**Assignment:**
The whole of the data is to be reproduced exactly.

(Saved data entries)
== Segment start ==

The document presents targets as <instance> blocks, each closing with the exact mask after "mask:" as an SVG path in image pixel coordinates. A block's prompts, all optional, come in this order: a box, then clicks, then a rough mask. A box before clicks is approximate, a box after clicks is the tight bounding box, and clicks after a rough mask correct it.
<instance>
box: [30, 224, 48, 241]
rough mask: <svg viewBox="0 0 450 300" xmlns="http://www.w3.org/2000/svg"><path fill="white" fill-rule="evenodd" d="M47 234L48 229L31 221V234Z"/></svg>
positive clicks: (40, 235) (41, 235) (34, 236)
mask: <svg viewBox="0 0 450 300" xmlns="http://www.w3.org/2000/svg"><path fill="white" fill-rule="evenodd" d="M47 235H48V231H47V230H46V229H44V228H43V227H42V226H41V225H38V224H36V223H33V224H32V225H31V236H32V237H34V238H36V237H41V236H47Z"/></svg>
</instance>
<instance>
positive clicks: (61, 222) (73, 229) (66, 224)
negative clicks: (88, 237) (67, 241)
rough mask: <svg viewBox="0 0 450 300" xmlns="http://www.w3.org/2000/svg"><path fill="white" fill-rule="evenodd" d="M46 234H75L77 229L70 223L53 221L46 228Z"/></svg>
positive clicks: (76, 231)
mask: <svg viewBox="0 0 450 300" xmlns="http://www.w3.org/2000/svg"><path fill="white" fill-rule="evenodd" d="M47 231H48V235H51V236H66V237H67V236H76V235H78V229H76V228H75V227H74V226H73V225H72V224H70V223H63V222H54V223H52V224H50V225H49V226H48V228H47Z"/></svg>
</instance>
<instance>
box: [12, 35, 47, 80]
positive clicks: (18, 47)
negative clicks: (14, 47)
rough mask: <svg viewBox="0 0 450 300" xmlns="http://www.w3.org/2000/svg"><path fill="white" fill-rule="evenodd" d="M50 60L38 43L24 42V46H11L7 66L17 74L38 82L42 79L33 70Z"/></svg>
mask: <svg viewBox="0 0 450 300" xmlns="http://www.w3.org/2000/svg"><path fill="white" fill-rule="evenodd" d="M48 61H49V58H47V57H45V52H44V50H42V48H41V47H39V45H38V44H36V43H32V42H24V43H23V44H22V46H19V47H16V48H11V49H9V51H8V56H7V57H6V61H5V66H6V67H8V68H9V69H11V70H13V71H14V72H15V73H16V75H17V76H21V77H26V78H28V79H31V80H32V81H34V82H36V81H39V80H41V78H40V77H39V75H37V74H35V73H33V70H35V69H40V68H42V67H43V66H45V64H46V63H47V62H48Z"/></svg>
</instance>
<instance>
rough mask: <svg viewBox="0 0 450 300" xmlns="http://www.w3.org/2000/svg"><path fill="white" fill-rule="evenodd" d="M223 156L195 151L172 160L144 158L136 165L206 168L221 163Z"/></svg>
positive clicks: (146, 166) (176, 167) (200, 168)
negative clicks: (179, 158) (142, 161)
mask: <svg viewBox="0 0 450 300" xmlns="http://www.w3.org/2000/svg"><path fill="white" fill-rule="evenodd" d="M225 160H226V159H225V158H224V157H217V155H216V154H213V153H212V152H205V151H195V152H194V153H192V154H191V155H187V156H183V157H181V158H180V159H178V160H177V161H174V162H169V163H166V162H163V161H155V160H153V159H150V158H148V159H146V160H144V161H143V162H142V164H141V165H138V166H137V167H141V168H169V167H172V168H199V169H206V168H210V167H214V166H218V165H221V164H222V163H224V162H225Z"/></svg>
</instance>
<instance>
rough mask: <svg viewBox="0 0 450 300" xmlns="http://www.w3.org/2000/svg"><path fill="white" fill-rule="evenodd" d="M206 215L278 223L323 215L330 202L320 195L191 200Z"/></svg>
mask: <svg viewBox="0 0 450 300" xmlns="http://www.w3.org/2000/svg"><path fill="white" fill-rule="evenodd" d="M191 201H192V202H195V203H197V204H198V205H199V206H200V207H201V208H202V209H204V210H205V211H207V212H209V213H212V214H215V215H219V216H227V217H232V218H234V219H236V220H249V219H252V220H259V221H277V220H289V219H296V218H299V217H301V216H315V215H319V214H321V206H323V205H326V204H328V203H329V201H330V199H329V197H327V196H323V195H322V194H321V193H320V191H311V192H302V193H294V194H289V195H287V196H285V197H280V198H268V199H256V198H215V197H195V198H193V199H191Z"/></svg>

== Segment end ==

**Written reply:**
The document presents targets as <instance> blocks, each closing with the exact mask after "mask:" as an SVG path in image pixel coordinates. A block's prompts, all optional, come in this order: a box, then clicks, then a rough mask. A box before clicks is approximate, a box after clicks is the tight bounding box, and clicks after a rough mask correct it.
<instance>
box: [30, 224, 48, 241]
rough mask: <svg viewBox="0 0 450 300" xmlns="http://www.w3.org/2000/svg"><path fill="white" fill-rule="evenodd" d="M47 234L48 229L31 221V234Z"/></svg>
positive clicks: (40, 235) (41, 235) (34, 236)
mask: <svg viewBox="0 0 450 300" xmlns="http://www.w3.org/2000/svg"><path fill="white" fill-rule="evenodd" d="M47 235H48V231H47V230H46V229H44V228H43V227H42V226H41V225H38V224H36V223H33V224H32V225H31V236H32V237H34V238H36V237H41V236H47Z"/></svg>
</instance>
<instance>
positive clicks: (61, 222) (73, 229) (66, 224)
negative clicks: (88, 237) (67, 241)
rough mask: <svg viewBox="0 0 450 300" xmlns="http://www.w3.org/2000/svg"><path fill="white" fill-rule="evenodd" d="M46 234H75L77 229L70 223L53 221L46 228Z"/></svg>
positive clicks: (76, 231)
mask: <svg viewBox="0 0 450 300" xmlns="http://www.w3.org/2000/svg"><path fill="white" fill-rule="evenodd" d="M47 231H48V235H51V236H66V237H67V236H76V235H78V229H76V228H75V227H74V226H73V225H72V224H70V223H63V222H54V223H52V224H50V225H49V226H48V228H47Z"/></svg>
</instance>
<instance>
box: [12, 35, 47, 80]
positive clicks: (18, 47)
negative clicks: (14, 47)
rough mask: <svg viewBox="0 0 450 300" xmlns="http://www.w3.org/2000/svg"><path fill="white" fill-rule="evenodd" d="M50 60L38 43L24 42V46H11L7 66L17 74L38 82L42 79L33 70Z"/></svg>
mask: <svg viewBox="0 0 450 300" xmlns="http://www.w3.org/2000/svg"><path fill="white" fill-rule="evenodd" d="M48 61H49V58H47V57H45V52H44V50H42V48H41V47H39V45H38V44H36V43H32V42H24V43H23V44H22V46H19V47H16V48H11V49H9V51H8V56H7V57H6V61H5V66H6V67H8V68H9V69H11V70H13V71H14V72H15V73H16V75H17V76H21V77H26V78H28V79H31V80H32V81H34V82H36V81H39V80H41V78H40V77H39V75H37V74H35V73H33V70H35V69H40V68H42V67H43V66H45V64H46V63H47V62H48Z"/></svg>
</instance>
<instance>
rough mask: <svg viewBox="0 0 450 300" xmlns="http://www.w3.org/2000/svg"><path fill="white" fill-rule="evenodd" d="M223 156L195 151L172 160L144 158L136 165L206 168L221 163Z"/></svg>
positive clicks: (146, 166) (176, 167) (200, 168)
negative clicks: (179, 158) (142, 161)
mask: <svg viewBox="0 0 450 300" xmlns="http://www.w3.org/2000/svg"><path fill="white" fill-rule="evenodd" d="M225 160H226V159H225V158H224V157H217V155H216V154H213V153H212V152H205V151H195V152H194V153H192V154H191V155H187V156H183V157H181V158H180V159H178V160H177V161H174V162H169V163H166V162H163V161H155V160H153V159H150V158H148V159H146V160H144V161H143V162H142V164H141V165H138V166H137V167H141V168H169V167H172V168H199V169H206V168H210V167H214V166H218V165H221V164H222V163H224V162H225Z"/></svg>
</instance>
<instance>
rough mask: <svg viewBox="0 0 450 300" xmlns="http://www.w3.org/2000/svg"><path fill="white" fill-rule="evenodd" d="M206 215L278 223L323 215L330 202L320 195L191 200Z"/></svg>
mask: <svg viewBox="0 0 450 300" xmlns="http://www.w3.org/2000/svg"><path fill="white" fill-rule="evenodd" d="M191 201H192V202H195V203H197V204H198V205H199V206H200V207H201V208H202V209H204V210H205V211H207V212H209V213H212V214H215V215H219V216H227V217H232V218H234V219H236V220H249V219H252V220H259V221H277V220H289V219H296V218H299V217H301V216H315V215H319V214H321V206H323V205H326V204H328V203H329V201H330V199H329V197H327V196H323V195H322V194H321V193H320V191H311V192H302V193H294V194H289V195H287V196H285V197H280V198H268V199H256V198H215V197H195V198H193V199H191Z"/></svg>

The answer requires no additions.